- [EXERCISE BRIEF] Pull out every line below that contains the string "tower", and copy each one unchanged.

______________________________

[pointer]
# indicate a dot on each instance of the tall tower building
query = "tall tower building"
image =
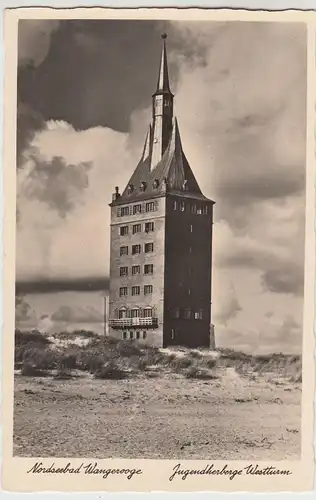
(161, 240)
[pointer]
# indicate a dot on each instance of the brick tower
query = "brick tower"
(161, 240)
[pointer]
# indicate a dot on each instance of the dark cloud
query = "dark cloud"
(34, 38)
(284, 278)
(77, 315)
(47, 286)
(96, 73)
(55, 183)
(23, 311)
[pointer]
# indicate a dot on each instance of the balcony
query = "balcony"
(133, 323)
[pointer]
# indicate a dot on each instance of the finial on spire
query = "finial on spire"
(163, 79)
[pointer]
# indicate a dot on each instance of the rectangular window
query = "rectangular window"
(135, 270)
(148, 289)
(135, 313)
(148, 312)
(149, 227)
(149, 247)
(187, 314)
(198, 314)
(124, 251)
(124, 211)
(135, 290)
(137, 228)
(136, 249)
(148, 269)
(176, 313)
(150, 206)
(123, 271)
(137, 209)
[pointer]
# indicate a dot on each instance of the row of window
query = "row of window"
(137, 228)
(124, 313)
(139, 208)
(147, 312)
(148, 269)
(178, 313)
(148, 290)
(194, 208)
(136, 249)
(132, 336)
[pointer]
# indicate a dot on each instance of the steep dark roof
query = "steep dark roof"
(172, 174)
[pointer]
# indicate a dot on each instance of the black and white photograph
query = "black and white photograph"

______________________________

- [SOLUTION TO THE EXERCISE]
# indicate a dot on each instance of the tall tower building
query = "tall tower building"
# indicate a dot on each instance of the brick tower
query = "brick tower"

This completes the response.